SHORT EXERCISE A
Answer these from the DataStage overview, one answer per line, marked the same way:
(i) How many functions does the prebuilt library contain?
(ii) What are the applications created in the Designer known as?
(iii) Where does the Designer client write development metadata?
---
In its simplest form, WebSphere® DataStage™ performs data transformation
and movement from source systems to target systems in batch and in real time.
The data sources might include indexed files, sequential files, relational
databases, archives, external data sources, enterprise applications, and message
queues. Some of the following transformations might be involved:
- String and numeric formatting and data type conversions.
- Business derivations and calculations that apply business rules and algorithms
to the data. Examples range from straightforward currency conversions to more
complex profit calculations.
- Reference data checks and enforcement to validate customer or product
identifiers. This process is used in building a normalized data warehouse.
- Conversion of reference data from disparate sources to a common reference
set, creating consistency across these systems. This technique is used to
create a master data set (or conformed dimensions) for data about products,
customers, suppliers, and employees.
- Aggregations for reporting and analytics.
- Creation of analytical or reporting databases, such as data marts or cubes.
This process involves denormalizing data into such structures as star or snowflake
schemas to improve performance and ease of use for business users.
WebSphere DataStage can
also treat the data warehouse as the source system that feeds a data mart
as the target system, usually with localized, subset data such as customers,
products and geographic territories.
WebSphere DataStage delivers
four core capabilities:
- Connectivity to a wide range of mainframe, legacy, and enterprise applications,
databases, and external information sources
- Prebuilt library of more than 300 functions
- Maximum throughput by using a parallel, high-performance
processing architecture
- Enterprise-class capabilities for development, deployment, maintenance,
and high-availability
Where WebSphere DataStage fits within the IBM Information
Server architecture
WebSphere DataStage is composed of client-based
design, administration, and operation tools that access a set of server-based
data integration capabilities through a common services layer. Figure 1 shows
the clients that comprise the WebSphere DataStage user interface layer.
Figure 1. WebSphere DataStage clients
Figure 2 shows the elements
that make up the server architecture.
Figure 2. Server architecture
WebSphere DataStage architecture
includes the following components:
- Common user interface
- The following client applications comprise the WebSphere DataStage user interface:
- WebSphere DataStage and
QualityStage Designer
- A graphical design interface that is used to create WebSphere DataStage applications
(known as jobs). Because transformation is an integral part of data quality,
the WebSphere DataStage and
QualityStage Designer is the design interface for both WebSphere DataStage and WebSphere QualityStage.
Each job
specifies the data sources, the required transformations, and the destination
of the data. Jobs are compiled to create executables that are scheduled by
the WebSphere DataStage and
QualityStage Director and run on the WebSphere DataStage server. The Designer client
writes development metadata to the dynamic repository while compiled execution
data that is required for deployment is written to the WebSphere Metadata Server repository.
- WebSphere DataStage and
QualityStage Director
- A graphical user interface that is used to validate, schedule, run, and
monitor WebSphere DataStage job
sequences. The Director client views data about jobs in the operational repository
and sends project metadata to WebSphere Metadata Server to control
the flow of WebSphere DataStage jobs.
---
SHORT EXERCISE B
Tally the lines of the records that contain the string "bill", and reply with only that number.
---
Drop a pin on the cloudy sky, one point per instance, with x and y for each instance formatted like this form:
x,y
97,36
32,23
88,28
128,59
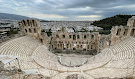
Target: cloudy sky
x,y
68,9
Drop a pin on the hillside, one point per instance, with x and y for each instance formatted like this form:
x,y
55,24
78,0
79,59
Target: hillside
x,y
107,23
12,16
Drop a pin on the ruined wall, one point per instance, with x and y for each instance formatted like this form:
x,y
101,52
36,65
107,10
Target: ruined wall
x,y
31,27
75,41
119,33
1,65
84,41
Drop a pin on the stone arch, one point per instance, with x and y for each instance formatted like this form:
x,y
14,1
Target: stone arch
x,y
78,36
118,32
35,30
91,46
41,40
26,30
30,30
74,37
33,22
28,22
63,36
132,32
88,47
84,36
24,22
92,36
134,23
125,32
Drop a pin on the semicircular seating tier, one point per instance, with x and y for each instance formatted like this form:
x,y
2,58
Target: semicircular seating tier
x,y
117,60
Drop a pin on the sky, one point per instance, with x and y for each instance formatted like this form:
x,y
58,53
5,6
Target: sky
x,y
68,10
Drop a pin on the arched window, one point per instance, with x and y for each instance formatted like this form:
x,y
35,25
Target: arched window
x,y
41,40
26,30
30,30
34,30
24,23
74,37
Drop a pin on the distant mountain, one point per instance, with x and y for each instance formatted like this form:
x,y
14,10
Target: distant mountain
x,y
12,16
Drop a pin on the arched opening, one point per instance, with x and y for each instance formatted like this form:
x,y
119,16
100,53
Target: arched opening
x,y
41,40
30,30
52,46
67,46
34,30
134,24
78,36
118,32
84,36
70,36
57,36
91,46
26,30
74,48
63,36
77,46
88,47
33,22
92,36
28,22
24,23
132,32
125,32
74,37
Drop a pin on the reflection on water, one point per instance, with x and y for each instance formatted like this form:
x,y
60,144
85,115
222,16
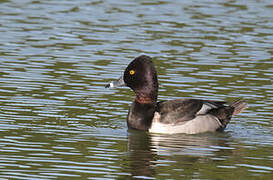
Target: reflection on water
x,y
58,121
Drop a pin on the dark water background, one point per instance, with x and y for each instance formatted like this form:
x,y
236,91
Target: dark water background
x,y
58,121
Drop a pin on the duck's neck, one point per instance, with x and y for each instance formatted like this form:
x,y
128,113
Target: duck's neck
x,y
142,110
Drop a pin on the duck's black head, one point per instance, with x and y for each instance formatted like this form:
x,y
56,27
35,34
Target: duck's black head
x,y
140,75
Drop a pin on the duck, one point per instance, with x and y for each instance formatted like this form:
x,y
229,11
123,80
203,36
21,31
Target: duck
x,y
182,115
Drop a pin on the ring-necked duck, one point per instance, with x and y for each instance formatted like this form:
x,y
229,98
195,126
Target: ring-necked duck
x,y
189,116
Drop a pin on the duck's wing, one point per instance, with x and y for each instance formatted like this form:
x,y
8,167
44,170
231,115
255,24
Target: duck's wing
x,y
180,110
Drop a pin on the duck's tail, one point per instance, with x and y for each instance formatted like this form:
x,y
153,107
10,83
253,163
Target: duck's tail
x,y
238,105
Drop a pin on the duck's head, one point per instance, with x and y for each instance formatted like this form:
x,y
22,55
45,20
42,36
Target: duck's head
x,y
140,75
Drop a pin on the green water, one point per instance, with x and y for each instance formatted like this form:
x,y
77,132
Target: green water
x,y
57,121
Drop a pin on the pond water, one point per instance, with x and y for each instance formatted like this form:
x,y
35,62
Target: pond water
x,y
58,121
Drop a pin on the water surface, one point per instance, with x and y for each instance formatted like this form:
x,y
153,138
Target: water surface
x,y
58,121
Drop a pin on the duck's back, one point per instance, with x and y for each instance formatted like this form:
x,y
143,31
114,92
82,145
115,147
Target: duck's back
x,y
191,116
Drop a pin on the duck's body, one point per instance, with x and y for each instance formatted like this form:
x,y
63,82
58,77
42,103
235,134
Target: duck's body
x,y
189,116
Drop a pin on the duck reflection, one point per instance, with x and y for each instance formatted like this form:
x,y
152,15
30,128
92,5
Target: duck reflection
x,y
147,151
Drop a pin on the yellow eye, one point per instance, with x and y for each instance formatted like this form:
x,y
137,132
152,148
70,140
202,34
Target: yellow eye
x,y
132,72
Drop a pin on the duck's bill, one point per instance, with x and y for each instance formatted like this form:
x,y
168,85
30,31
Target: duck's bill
x,y
117,83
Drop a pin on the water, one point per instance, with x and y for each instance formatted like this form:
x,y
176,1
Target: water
x,y
58,121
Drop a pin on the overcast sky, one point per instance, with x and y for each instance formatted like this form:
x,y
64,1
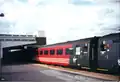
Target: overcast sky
x,y
62,20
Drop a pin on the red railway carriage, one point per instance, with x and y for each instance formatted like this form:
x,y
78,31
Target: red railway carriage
x,y
55,54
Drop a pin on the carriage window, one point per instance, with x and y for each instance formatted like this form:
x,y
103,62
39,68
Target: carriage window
x,y
41,52
69,51
78,49
85,48
103,46
60,51
46,52
52,52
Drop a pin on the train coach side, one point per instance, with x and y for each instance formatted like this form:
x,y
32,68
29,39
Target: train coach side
x,y
85,53
109,53
55,54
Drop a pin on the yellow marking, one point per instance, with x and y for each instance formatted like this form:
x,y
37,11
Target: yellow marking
x,y
85,67
102,69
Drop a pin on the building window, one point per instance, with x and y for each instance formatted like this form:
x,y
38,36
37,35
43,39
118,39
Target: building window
x,y
60,51
41,52
52,52
46,52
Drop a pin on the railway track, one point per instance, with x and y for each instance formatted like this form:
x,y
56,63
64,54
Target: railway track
x,y
106,77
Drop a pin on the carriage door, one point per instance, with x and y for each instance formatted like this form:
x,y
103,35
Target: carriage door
x,y
76,55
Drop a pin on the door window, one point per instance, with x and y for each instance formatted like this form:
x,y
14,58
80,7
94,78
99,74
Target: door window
x,y
78,49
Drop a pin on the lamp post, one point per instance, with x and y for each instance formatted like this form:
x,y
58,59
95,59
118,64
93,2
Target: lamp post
x,y
1,15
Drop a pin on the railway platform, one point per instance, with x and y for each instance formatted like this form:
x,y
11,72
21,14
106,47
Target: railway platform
x,y
35,72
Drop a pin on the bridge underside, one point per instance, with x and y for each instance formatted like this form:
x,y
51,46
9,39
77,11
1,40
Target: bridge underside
x,y
21,53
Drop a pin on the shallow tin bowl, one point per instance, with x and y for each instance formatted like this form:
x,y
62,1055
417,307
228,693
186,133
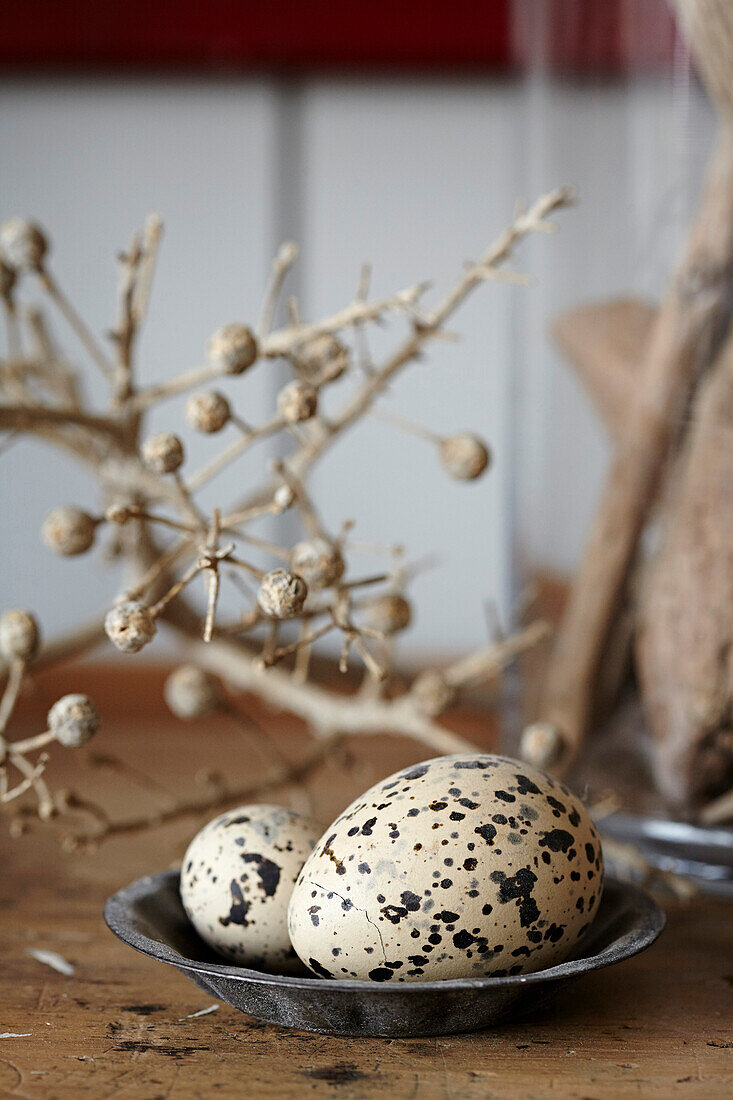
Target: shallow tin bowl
x,y
149,916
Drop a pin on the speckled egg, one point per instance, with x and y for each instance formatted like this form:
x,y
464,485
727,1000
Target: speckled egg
x,y
460,867
236,882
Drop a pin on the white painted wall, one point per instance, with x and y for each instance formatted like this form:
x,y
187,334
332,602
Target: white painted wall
x,y
415,177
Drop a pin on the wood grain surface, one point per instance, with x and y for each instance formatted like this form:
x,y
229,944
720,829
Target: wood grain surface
x,y
657,1026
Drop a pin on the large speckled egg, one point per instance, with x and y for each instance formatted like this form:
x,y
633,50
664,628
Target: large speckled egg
x,y
236,882
459,867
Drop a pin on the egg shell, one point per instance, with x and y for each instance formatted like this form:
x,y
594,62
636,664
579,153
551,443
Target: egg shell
x,y
459,867
236,882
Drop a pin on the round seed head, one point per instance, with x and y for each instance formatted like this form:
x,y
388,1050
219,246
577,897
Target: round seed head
x,y
163,453
389,614
465,457
282,594
74,721
232,349
318,562
297,400
431,692
192,693
542,745
19,636
22,244
118,514
130,626
68,530
207,411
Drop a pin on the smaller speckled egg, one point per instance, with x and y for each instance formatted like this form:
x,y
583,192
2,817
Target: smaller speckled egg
x,y
236,883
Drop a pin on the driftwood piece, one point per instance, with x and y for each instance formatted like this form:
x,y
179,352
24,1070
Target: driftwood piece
x,y
685,623
692,315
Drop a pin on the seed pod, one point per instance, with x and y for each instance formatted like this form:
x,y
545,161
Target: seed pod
x,y
192,693
542,745
232,349
431,692
22,244
321,356
389,614
68,530
282,594
19,636
130,626
284,497
297,400
163,453
207,411
74,721
465,457
318,562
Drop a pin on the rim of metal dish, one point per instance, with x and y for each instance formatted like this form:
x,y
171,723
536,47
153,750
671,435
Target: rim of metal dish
x,y
118,921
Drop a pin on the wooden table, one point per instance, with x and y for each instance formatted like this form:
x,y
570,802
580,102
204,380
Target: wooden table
x,y
659,1025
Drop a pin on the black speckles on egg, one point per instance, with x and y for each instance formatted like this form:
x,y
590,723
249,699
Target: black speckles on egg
x,y
511,839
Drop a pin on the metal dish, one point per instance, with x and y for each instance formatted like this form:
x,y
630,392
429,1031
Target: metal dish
x,y
149,916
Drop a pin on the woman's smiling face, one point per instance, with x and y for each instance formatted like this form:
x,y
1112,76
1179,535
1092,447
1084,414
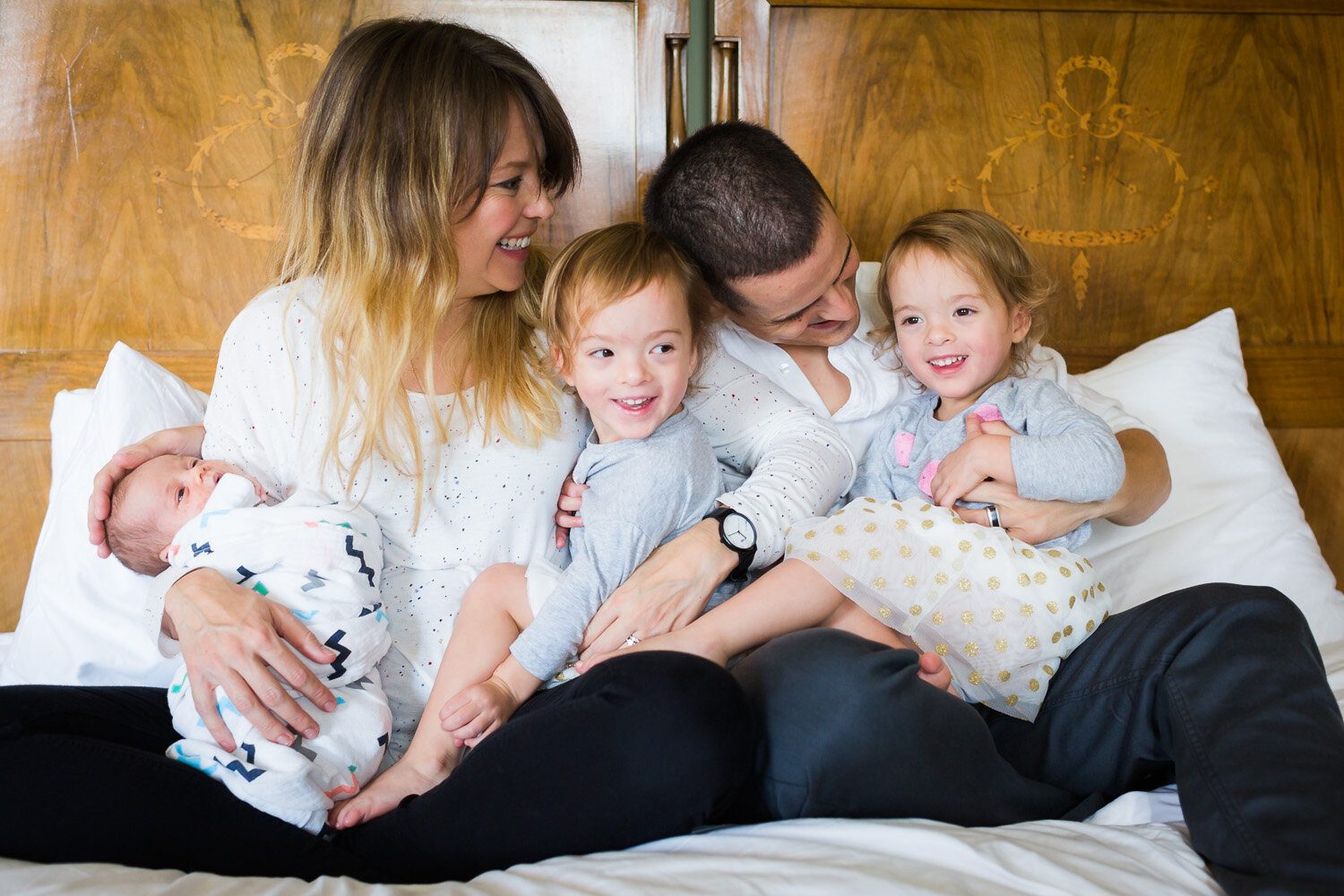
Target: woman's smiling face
x,y
492,242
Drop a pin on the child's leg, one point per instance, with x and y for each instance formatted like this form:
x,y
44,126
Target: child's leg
x,y
495,610
789,597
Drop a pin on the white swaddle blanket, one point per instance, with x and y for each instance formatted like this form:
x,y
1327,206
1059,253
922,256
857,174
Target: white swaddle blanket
x,y
323,563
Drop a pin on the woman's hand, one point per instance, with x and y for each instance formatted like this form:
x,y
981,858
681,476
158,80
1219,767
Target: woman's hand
x,y
567,509
234,638
667,591
182,441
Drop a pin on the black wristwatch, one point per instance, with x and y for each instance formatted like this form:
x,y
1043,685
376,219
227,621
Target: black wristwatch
x,y
738,535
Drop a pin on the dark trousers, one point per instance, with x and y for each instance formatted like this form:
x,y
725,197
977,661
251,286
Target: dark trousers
x,y
642,747
1218,688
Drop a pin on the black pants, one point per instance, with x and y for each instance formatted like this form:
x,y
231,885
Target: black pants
x,y
642,747
1218,688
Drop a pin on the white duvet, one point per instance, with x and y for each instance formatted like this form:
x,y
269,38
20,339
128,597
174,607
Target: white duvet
x,y
1134,845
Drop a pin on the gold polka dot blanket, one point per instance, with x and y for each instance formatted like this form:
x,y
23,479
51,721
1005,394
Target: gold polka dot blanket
x,y
999,611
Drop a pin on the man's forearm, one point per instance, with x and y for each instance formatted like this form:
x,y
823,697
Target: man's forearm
x,y
1147,479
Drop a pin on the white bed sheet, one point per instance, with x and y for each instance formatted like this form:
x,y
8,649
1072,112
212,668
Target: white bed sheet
x,y
1134,845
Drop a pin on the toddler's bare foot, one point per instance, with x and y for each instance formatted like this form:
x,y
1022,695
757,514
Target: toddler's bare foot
x,y
386,791
679,641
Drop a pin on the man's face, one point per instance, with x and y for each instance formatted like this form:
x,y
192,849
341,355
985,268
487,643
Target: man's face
x,y
811,304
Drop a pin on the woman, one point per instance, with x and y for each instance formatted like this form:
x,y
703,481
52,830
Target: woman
x,y
395,363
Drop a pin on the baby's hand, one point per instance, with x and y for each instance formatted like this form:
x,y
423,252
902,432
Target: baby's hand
x,y
476,711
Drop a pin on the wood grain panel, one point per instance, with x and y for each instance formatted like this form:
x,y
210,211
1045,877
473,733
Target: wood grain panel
x,y
1211,177
1312,457
1074,5
34,378
142,145
27,468
145,142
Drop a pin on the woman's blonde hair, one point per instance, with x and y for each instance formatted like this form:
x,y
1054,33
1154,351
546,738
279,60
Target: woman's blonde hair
x,y
989,252
397,147
607,265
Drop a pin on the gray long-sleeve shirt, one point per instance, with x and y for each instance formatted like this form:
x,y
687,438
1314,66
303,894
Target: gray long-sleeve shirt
x,y
1064,452
642,493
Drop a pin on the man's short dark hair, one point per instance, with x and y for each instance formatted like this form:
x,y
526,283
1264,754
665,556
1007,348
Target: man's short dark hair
x,y
739,202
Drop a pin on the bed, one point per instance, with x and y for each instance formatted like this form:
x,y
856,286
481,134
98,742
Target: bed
x,y
1198,257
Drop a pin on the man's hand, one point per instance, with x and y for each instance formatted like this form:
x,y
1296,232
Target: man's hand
x,y
234,638
983,455
667,591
---
TASK RESULT A
(i) More than 300
(ii) Jobs
(iii) The dynamic repository

TASK RESULT B
2